Extract provided

Keeping each other safe
- As with any sit, it’s vital that you communicate with the sitter and make sure you’re both comfortable before confirming anything. However, in line with social distancing guidance, please ensure that this is done via video call (as opposed to meeting in person).
- Before you confirm a sitter, be sure to ask whether they have felt unwell or been around anyone with coronavirus symptoms in the past two weeks. If they have, you must not confirm the arrangement.
- The impact of the coronavirus is causing many people to feel increasingly stressed and worried. It’s important that all members bear this mind while talking to one another, and we ask that you try to be as understanding as possible. However, if you are made to feel uncomfortable in any way while talking to a sitter, please do not confirm or continue with the arrangement.
- Members must not encourage or enable unnecessary travel during the coronavirus pandemic, as this may put people’s health at risk. For this reason, owners are asked to only invite stranded sitters currently in their area.
The sit handover
- While owners are always asked to ensure their property is clean and comfortable for the sitter’s arrival, it’s more important than ever to thoroughly disinfect the accommodation. Equally, sitters must do the same before they leave. For this reason, all owners and sitters are asked to read and follow the official cleaning guidelines.
- Please try to adapt your usual sit handover process to remove any person-to-person contact. So while you may usually greet the sitter at the door and then give them a tour of your home, we advise you leave the keys in a safe place and do a video handover instead. This, along with an up-to-date and thorough welcome guide, including updated information on your local vet practice, should be enough to help the sitter settle in while keeping you both safe.

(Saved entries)
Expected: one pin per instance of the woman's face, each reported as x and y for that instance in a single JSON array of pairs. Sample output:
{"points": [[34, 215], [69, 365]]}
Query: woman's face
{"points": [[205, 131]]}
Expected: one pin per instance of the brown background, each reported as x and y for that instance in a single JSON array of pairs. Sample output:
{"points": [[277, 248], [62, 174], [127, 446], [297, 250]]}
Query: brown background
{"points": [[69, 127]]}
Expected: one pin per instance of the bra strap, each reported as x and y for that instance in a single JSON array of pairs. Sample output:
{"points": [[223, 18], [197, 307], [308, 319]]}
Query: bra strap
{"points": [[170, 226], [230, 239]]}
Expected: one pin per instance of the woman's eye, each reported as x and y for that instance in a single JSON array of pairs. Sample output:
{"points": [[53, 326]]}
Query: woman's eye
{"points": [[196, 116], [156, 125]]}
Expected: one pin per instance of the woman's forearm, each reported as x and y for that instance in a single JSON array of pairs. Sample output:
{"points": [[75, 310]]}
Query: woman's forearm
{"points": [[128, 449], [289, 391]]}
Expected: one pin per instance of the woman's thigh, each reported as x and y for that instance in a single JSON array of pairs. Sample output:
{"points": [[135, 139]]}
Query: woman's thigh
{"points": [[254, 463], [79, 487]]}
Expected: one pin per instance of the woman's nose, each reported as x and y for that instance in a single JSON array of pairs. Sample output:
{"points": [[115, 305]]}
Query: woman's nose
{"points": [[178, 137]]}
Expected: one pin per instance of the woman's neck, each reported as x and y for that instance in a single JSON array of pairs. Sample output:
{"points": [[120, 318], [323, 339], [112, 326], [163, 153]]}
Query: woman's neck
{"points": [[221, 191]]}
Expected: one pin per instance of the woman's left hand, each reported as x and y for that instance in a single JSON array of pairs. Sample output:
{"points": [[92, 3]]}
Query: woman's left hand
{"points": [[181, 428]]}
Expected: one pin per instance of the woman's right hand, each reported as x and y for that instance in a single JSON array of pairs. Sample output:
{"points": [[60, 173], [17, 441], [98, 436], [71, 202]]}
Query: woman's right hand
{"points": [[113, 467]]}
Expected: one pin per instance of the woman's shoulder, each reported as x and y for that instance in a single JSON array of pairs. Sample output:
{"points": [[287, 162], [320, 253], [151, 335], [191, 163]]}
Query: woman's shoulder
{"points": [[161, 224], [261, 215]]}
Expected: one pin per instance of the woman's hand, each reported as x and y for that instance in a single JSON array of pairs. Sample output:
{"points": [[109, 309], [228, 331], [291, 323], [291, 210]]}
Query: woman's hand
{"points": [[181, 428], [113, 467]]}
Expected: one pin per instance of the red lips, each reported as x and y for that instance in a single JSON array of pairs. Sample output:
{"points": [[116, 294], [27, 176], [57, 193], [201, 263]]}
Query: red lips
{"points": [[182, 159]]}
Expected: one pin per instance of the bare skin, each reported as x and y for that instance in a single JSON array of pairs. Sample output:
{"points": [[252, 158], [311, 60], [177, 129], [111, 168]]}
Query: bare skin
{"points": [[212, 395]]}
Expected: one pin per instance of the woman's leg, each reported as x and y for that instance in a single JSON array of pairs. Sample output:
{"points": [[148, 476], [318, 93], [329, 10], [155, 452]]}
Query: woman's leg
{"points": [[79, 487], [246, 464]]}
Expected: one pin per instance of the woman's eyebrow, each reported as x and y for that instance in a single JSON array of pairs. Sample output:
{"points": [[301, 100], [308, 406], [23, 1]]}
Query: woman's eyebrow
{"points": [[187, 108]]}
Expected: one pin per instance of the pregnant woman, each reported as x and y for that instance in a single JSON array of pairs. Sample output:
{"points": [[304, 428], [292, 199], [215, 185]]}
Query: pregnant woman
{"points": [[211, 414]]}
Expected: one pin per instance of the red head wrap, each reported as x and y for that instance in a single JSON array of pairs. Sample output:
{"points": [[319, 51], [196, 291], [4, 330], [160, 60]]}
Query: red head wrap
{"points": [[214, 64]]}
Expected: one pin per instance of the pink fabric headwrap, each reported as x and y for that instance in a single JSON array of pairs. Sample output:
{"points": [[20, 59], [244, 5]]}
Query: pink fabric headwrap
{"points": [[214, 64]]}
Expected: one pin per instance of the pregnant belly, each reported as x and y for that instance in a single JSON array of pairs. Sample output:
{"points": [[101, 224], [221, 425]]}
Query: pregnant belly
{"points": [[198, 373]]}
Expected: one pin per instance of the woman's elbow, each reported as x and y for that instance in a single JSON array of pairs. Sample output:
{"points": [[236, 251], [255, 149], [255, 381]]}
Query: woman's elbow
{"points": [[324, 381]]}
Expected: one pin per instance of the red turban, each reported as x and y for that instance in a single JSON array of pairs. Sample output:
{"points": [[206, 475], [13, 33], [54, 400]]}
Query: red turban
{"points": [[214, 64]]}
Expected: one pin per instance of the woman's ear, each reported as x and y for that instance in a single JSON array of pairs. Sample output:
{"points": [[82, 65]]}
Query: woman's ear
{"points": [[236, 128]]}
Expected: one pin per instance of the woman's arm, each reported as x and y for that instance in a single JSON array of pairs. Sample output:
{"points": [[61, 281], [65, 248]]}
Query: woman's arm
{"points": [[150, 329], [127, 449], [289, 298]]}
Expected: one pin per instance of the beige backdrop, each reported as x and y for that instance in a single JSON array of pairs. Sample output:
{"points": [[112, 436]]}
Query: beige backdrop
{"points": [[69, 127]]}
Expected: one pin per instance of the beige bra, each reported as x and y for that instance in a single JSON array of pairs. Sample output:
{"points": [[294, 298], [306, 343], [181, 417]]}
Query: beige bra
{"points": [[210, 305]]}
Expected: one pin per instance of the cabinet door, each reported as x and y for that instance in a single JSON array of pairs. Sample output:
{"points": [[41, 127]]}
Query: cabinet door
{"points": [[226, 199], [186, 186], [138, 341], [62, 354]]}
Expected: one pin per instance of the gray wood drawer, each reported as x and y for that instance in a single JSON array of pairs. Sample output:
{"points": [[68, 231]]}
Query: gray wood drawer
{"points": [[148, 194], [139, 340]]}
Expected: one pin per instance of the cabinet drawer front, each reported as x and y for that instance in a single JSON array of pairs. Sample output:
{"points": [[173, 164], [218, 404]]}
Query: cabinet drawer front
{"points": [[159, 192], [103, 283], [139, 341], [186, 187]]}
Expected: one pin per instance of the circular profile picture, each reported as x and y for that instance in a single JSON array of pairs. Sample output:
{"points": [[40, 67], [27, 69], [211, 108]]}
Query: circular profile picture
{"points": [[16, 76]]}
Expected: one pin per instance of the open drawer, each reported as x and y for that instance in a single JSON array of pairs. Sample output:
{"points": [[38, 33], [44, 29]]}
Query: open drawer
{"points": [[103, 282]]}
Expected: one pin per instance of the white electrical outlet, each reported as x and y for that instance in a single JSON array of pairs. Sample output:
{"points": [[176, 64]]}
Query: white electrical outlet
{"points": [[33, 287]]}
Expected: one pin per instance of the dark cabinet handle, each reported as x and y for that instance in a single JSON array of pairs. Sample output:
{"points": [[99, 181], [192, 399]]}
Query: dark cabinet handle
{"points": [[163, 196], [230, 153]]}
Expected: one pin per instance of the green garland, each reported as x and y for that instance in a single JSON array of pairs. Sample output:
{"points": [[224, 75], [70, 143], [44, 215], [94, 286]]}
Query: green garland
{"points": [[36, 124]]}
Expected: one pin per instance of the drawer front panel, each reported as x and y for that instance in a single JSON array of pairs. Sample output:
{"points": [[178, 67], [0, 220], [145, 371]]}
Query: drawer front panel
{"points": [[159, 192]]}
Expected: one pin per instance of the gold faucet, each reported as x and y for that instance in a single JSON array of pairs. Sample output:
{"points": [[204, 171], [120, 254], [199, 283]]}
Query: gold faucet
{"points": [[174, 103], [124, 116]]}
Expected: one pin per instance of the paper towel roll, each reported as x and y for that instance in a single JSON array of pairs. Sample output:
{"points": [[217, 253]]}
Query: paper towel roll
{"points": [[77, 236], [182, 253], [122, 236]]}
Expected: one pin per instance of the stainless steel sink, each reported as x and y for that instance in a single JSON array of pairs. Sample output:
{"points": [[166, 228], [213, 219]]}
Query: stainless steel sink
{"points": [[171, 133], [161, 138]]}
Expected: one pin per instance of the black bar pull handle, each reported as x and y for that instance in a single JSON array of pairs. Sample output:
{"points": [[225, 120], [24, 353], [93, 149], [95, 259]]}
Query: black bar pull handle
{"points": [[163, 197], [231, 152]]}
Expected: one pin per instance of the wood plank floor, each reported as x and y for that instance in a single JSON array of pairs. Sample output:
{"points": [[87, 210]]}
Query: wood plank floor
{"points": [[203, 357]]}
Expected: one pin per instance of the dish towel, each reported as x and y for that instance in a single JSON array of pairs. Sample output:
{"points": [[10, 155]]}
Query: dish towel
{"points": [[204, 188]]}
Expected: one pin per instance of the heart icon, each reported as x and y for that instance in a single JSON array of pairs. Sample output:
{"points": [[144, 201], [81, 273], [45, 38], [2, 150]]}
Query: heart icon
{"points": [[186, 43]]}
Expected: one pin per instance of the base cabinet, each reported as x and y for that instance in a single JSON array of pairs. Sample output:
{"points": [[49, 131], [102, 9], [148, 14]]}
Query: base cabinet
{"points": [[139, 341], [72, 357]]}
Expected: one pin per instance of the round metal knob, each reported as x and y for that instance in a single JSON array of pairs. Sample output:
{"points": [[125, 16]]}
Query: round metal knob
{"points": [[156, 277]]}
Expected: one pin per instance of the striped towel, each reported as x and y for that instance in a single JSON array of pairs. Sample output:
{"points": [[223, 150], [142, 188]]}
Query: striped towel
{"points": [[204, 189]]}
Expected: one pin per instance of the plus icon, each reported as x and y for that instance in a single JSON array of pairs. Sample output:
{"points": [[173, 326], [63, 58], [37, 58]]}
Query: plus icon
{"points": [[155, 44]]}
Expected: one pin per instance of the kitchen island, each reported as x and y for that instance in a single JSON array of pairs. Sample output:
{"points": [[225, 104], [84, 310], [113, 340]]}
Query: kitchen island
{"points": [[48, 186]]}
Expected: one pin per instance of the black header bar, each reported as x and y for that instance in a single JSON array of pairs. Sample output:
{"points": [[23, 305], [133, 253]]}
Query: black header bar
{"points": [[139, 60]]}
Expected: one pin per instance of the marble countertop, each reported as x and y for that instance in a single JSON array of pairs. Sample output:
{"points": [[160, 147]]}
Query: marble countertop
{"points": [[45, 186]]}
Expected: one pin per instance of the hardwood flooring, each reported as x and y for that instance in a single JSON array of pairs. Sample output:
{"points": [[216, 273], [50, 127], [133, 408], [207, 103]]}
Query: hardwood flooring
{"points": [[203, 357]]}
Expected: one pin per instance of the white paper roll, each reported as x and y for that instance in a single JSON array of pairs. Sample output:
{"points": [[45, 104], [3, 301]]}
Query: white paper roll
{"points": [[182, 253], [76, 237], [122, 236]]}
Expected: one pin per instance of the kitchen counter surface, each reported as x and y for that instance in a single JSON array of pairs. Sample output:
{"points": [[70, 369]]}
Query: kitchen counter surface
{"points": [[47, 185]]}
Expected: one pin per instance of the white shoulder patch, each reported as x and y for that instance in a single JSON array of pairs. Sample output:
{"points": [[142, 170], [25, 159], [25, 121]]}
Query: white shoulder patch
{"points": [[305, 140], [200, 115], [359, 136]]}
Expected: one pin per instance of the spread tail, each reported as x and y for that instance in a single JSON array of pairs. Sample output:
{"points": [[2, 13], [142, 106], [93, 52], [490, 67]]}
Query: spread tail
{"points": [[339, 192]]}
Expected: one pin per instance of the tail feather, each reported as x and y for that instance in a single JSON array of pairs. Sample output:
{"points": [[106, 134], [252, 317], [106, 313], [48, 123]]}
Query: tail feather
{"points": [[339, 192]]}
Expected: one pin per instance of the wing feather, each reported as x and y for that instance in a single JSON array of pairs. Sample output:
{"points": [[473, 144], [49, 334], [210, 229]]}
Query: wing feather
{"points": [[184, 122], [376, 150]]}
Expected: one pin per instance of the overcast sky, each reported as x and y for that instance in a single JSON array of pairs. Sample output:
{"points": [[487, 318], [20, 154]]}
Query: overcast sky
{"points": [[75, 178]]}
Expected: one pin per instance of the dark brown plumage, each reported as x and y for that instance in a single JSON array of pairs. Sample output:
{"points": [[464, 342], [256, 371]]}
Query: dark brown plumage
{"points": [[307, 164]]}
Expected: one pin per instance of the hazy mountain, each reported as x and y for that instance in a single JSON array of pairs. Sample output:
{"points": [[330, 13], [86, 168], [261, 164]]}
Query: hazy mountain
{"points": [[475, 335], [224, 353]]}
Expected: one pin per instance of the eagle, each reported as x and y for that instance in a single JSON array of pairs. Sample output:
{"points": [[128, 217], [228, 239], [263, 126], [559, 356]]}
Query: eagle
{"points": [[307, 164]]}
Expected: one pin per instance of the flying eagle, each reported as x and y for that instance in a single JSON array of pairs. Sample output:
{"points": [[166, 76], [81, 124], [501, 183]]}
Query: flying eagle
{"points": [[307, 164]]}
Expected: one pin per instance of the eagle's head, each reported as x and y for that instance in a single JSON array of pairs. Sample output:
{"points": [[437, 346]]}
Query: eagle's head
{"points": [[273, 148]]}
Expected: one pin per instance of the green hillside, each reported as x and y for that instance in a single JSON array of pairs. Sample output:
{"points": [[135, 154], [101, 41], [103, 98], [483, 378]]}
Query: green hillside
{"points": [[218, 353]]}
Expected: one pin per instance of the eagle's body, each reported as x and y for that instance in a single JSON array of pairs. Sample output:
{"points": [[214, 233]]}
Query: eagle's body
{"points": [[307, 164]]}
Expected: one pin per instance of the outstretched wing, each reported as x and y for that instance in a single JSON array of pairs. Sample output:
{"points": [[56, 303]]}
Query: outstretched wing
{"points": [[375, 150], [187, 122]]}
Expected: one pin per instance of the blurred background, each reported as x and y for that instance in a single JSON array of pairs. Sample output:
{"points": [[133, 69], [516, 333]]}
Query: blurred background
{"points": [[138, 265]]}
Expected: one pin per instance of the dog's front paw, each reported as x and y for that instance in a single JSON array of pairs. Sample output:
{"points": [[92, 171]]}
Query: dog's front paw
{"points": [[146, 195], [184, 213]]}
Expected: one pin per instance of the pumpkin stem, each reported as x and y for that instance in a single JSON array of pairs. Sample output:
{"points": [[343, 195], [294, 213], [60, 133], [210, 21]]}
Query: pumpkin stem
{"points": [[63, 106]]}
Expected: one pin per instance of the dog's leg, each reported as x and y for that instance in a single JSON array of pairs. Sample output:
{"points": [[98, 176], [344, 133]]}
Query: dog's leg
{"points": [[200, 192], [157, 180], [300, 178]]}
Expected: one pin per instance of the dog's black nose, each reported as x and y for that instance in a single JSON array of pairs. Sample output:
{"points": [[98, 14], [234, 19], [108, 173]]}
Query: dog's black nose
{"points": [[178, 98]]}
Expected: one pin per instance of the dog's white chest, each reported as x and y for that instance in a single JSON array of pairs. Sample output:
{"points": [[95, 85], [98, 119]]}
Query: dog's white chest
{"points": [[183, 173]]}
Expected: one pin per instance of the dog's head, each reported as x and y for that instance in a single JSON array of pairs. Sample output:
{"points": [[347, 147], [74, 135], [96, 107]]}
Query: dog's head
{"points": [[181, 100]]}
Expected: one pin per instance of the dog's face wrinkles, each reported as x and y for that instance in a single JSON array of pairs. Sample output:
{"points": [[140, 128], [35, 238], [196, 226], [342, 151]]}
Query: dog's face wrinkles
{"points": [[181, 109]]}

Study questions
[a] Rewrite the sitting guidance's paragraph that begins "Please try to adapt your usual sit handover process" as a short bulleted list that keeps its main facts.
[b] According to the sitting guidance, in which situations should an owner not confirm or continue an arrangement with a sitter? List them all.
[c] Extract the passage from the sitting guidance that begins at the words "- Before you" and stops after "confirm the arrangement.".
Use only the sitting guidance and set the data aside.

Responses by task
[a]
- Adapt the usual sit handover to remove any person-to-person contact.
- Instead of greeting the sitter at the door and giving a tour, leave the keys in a safe place and do a video handover.
- Provide an up-to-date, thorough welcome guide that includes updated information on the local vet practice.
- Together, these should help the sitter settle in while keeping both people safe.

[b]
- The sitter has felt unwell in the past two weeks.
- The sitter has been around anyone with coronavirus symptoms in the past two weeks.
- The owner is made to feel uncomfortable in any way while talking to the sitter.

[c]
- Before you confirm a sitter, be sure to ask whether they have felt unwell or been around anyone with coronavirus symptoms in the past two weeks. If they have, you must not confirm the arrangement.